--- Selected passage ---
What themes emerge from scheduling compromises?

There are a few important themes that emerge from the biosimilar patent suits for Eylea®, Avastin® and Herceptin®. 

First, court schedules that have tamed patent thickets do not just focus on the number of patents, but also the number of families.  In the Eylea®, Regeneron agreed to assert only six patents at the outset, but those six patents could only come from three families.  Regeneron could not assert six patents from six different families. 

That difference matters.  Patents from the same families typically cover the same general field of technology as well as the same general overarching invention.  That yields tremendous economies of scale.  The patents asserted in the Eylea® case demonstrate this.  The patents belong to 11 different families and cover a variety of different technologies.  Those included patents directed to methods of treatment for different indications, methods of purifying proteins, oxidized species of aflibercept, protein formulations, cell culture media and cell culture methods, cell line patents, DNA analysis patents, among others.  If Regeneron could pick a single patent from each family, that could easily prolong the litigation.

--- Entries drawn from a collection ---
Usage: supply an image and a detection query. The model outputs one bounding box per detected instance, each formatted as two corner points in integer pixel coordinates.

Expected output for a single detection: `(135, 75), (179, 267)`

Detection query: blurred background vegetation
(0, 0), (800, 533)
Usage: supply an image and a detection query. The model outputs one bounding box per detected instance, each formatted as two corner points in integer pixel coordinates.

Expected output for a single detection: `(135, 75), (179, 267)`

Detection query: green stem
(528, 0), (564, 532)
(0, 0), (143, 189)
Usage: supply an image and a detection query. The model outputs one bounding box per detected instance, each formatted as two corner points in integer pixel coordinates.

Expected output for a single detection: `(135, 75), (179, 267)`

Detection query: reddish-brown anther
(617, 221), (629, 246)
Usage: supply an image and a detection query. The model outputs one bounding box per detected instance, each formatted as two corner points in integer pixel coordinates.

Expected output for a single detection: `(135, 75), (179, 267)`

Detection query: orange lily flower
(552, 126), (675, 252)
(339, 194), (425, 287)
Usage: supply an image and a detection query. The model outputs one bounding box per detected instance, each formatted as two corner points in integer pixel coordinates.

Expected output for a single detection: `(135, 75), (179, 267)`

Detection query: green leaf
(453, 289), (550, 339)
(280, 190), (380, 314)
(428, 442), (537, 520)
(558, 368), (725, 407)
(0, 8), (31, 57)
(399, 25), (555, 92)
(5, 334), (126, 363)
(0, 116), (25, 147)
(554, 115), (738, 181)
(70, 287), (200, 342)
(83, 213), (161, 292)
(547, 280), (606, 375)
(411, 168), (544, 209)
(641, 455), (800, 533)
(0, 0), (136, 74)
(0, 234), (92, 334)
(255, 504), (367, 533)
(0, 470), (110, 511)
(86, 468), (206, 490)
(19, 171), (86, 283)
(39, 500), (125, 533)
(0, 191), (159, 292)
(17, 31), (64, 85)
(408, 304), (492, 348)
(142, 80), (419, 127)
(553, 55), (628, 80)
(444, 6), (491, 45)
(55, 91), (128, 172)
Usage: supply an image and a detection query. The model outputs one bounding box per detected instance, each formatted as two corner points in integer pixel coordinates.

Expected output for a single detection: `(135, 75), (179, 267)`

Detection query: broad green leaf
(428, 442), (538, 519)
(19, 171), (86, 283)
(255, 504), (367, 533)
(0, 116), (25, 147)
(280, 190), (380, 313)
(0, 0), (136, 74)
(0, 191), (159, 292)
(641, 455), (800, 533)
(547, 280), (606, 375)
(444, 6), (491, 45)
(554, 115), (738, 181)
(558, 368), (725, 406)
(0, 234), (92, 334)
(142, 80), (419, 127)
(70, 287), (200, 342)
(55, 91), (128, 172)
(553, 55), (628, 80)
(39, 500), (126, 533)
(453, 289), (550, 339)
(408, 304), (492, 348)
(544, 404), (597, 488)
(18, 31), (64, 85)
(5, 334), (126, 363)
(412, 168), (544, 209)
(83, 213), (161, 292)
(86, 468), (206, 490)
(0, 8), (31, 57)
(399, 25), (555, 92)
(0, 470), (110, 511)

--- Study questions ---
**1.** Return everything in the passage on biosimilar patent suits from "That difference matters.  Patents" down to "prolong the litigation.", copied word for word.
**2.** Which drug products does the passage on biosimilar patent suits name as the subjects of biosimilar patent suits?
**3.** According to the passage on biosimilar patent suits, how many different families do the patents asserted in the Eylea® case belong to?

--- Expected outputs ---
**1.**
That difference matters.  Patents from the same families typically cover the same general field of technology as well as the same general overarching invention.  That yields tremendous economies of scale.  The patents asserted in the Eylea® case demonstrate this.  The patents belong to 11 different families and cover a variety of different technologies.  Those included patents directed to methods of treatment for different indications, methods of purifying proteins, oxidized species of aflibercept, protein formulations, cell culture media and cell culture methods, cell line patents, DNA analysis patents, among others.  If Regeneron could pick a single patent from each family, that could easily prolong the litigation.

**2.** Eylea®, Avastin®, Herceptin®

**3.** 11